- [Requirement]
Return every record exactly as written.

- [Data entries]

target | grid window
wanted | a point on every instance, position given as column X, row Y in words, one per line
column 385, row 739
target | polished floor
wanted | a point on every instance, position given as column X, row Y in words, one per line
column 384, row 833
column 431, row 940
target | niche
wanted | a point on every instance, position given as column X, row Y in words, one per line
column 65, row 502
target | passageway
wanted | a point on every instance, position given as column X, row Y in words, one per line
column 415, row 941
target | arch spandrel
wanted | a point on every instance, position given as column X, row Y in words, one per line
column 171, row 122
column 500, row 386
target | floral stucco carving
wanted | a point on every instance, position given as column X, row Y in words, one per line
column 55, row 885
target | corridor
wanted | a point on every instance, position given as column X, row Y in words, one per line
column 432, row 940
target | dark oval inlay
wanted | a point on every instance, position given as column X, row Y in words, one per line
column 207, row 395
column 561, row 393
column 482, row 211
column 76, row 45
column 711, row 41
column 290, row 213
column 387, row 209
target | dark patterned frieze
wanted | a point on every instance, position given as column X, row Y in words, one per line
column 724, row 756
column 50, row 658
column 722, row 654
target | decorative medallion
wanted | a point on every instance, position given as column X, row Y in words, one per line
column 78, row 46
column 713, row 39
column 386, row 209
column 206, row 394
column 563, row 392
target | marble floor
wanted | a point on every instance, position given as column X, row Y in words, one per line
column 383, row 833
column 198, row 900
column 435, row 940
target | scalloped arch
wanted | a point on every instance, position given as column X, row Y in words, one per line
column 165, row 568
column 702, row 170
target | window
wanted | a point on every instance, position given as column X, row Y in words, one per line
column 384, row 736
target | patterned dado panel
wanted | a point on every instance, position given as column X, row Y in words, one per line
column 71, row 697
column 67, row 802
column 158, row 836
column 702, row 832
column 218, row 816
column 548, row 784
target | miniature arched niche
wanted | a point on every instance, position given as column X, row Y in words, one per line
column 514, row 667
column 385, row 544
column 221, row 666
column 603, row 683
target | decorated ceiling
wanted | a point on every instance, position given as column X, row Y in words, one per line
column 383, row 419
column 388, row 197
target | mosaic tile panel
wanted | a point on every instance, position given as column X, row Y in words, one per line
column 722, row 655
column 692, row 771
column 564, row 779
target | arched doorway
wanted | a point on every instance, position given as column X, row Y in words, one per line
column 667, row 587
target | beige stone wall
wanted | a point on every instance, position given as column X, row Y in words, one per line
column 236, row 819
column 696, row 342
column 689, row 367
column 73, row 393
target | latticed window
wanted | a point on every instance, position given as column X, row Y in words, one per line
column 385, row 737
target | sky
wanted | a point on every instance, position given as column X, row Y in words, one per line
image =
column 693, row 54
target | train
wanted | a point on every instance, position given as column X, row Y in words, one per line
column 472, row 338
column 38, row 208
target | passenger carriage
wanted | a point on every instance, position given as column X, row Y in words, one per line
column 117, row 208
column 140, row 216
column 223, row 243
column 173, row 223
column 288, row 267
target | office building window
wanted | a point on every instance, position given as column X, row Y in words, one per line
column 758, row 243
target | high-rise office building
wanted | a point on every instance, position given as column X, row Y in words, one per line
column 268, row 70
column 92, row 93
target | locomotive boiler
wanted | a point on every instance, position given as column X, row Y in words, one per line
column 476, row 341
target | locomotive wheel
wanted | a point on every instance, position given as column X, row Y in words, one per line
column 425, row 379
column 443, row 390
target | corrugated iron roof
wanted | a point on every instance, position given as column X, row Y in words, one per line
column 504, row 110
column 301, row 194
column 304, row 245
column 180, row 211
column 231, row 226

- [In response]
target | grid window
wanted | a point on every instance, position given as column X, row Y in words, one per line
column 385, row 739
target | polished floor
wanted | a point on every instance, position given as column X, row Y in words, one per line
column 384, row 833
column 431, row 940
target | niche
wanted | a point on every instance, position given as column X, row Y in words, one per line
column 65, row 502
target | passageway
wanted | a point on every instance, position given as column X, row Y in words, one per line
column 415, row 941
target | arch spandrel
wanted | a point on every instance, position given as column X, row Y in words, one per line
column 171, row 122
column 500, row 386
target | floral stucco carving
wanted | a point on every instance, position given as column X, row Y in words, one per line
column 55, row 885
target | corridor
wanted | a point on every instance, position given as column X, row Y in words, one per line
column 432, row 940
target | dark oval inlay
wanted | a point on every instance, position given as column X, row Y in words, one per line
column 207, row 395
column 561, row 393
column 482, row 211
column 76, row 45
column 711, row 41
column 290, row 213
column 387, row 209
target | dark patterned frieze
wanted | a point on every instance, position given as column X, row Y in words, one per line
column 724, row 756
column 50, row 658
column 722, row 654
target | decorative medallion
wanted | a point on every instance, position given as column X, row Y in words, one per line
column 78, row 46
column 713, row 39
column 386, row 209
column 206, row 394
column 563, row 392
target | marble floor
wanted | a point on every instance, position given as column X, row Y in words, one per line
column 383, row 833
column 198, row 900
column 435, row 940
target | scalloped arch
wanted | a point on every instance, position given as column X, row Y in words, one per line
column 165, row 568
column 702, row 170
target | window
wanted | a point on every instance, position given as column X, row Y in words, one per line
column 384, row 736
target | patterned dado panel
wanted | a point on every instance, position given as column X, row Y in words, one per line
column 71, row 697
column 67, row 802
column 158, row 836
column 702, row 832
column 218, row 816
column 548, row 784
target | miniature arched niche
wanted | a point on every instance, position given as column X, row Y in words, one per line
column 514, row 667
column 385, row 544
column 221, row 666
column 603, row 683
target | decorated ceiling
wanted | a point on every instance, position given as column X, row Y in words, one per line
column 383, row 419
column 388, row 197
target | mosaic tile panel
wanted | a point on every instance, position given as column X, row Y in words, one per line
column 722, row 655
column 692, row 771
column 564, row 779
target | arched doorway
wanted | a point on every instance, position given as column X, row Y in words, one per line
column 667, row 587
target | beige stone wall
wanted | a point on every instance, position given as column X, row Y in words, one per line
column 236, row 819
column 696, row 342
column 689, row 367
column 73, row 393
target | latticed window
wanted | a point on every instance, position given as column X, row Y in words, one per line
column 385, row 737
target | sky
wanted | a point on every instance, position given as column X, row Y in words, one per line
image =
column 693, row 54
target | train
wanted | a point on every instance, position given as column X, row Y in words, one per line
column 472, row 338
column 38, row 208
target | passenger carriage
wanted | a point on every instance, position given as column X, row Y in words, one per line
column 117, row 208
column 140, row 216
column 223, row 243
column 173, row 223
column 288, row 267
target | office building window
wanted | a point on every instance, position given as column X, row Y in words, one per line
column 758, row 243
target | high-rise office building
wanted | a point on every instance, position given as column X, row Y in words, one per line
column 268, row 70
column 92, row 93
target | locomotive boiler
wanted | a point on every instance, position given as column X, row Y in words, one per line
column 476, row 341
target | locomotive wheel
wanted | a point on every instance, position given as column X, row Y in words, one per line
column 425, row 379
column 443, row 390
target | corrugated iron roof
wanted | a point on every instance, position given as column X, row Y in words, one per line
column 504, row 110
column 301, row 194
column 304, row 245
column 180, row 211
column 231, row 226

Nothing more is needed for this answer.